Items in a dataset
┄┄┄┄┄┄

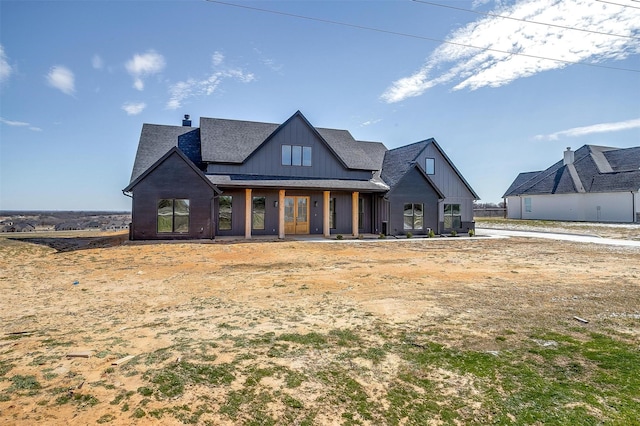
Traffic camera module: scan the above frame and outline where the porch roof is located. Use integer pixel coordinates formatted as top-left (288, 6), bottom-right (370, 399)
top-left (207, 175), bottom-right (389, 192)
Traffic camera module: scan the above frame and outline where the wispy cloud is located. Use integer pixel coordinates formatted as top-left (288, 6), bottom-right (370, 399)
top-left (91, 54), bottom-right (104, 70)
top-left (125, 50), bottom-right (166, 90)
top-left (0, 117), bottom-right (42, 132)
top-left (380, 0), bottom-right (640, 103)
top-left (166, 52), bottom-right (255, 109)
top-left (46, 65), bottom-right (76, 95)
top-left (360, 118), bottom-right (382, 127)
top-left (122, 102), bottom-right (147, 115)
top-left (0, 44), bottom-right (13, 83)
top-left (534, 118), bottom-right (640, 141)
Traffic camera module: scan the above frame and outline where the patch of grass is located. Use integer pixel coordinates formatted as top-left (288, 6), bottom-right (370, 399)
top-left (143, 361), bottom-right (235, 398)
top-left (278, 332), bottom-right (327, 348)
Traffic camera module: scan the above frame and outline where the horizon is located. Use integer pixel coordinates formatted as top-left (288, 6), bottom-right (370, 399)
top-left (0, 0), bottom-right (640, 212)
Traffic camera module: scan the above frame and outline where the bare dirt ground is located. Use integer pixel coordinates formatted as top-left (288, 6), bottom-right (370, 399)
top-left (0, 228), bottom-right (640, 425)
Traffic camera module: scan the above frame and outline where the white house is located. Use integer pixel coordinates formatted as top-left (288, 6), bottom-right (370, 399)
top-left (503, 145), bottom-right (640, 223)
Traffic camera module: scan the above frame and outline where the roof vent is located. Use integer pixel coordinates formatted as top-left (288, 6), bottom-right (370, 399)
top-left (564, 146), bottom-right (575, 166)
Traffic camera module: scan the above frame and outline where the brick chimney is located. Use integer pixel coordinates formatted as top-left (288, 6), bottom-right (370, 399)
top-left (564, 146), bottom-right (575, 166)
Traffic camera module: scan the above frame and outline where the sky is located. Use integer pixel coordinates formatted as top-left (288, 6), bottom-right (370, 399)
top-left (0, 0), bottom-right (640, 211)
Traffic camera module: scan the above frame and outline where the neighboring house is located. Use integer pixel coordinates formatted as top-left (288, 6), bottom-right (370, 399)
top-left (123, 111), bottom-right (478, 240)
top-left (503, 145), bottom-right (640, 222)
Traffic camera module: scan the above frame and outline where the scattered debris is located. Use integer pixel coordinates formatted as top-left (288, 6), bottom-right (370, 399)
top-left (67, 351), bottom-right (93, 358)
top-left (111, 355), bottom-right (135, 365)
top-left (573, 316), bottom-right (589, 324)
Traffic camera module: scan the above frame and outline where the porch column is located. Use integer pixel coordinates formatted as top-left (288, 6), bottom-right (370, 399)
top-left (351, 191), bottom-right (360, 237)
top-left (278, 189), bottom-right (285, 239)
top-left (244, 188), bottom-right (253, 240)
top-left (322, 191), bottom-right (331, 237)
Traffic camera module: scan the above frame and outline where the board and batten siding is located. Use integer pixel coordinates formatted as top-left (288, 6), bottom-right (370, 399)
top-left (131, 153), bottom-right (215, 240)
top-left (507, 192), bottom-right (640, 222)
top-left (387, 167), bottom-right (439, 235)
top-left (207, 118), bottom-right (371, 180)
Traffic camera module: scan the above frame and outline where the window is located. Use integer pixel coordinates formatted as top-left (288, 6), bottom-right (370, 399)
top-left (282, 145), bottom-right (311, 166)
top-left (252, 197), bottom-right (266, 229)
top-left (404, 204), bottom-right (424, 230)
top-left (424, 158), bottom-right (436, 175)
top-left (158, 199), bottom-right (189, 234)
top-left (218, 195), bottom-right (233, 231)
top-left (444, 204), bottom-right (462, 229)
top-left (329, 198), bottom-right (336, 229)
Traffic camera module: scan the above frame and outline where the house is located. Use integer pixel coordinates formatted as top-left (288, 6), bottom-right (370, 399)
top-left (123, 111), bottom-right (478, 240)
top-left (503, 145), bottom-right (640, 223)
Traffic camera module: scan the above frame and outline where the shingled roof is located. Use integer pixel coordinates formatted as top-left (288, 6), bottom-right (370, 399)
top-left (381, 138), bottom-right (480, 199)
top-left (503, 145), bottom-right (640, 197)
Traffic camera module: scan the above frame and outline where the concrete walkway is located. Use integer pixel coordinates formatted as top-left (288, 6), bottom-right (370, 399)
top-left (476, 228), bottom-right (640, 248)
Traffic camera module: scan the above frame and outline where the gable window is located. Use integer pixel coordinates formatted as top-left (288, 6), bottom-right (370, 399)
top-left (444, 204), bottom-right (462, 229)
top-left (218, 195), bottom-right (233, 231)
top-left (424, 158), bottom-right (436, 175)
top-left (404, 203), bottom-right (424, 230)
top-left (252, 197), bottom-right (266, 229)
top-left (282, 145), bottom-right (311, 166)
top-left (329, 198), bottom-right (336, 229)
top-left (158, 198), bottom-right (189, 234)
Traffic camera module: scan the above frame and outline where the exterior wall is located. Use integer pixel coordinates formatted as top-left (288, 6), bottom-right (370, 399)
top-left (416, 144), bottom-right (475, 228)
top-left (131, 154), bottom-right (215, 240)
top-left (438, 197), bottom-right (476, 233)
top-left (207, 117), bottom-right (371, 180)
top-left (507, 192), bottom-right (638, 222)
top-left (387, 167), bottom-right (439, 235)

┄┄┄┄┄┄

— EXERCISE DIRECTIONS —
State how many lines of the data above contain the string "window", treating uppercase and lowercase as different, and give only the number.

— EXERCISE RESULT —
2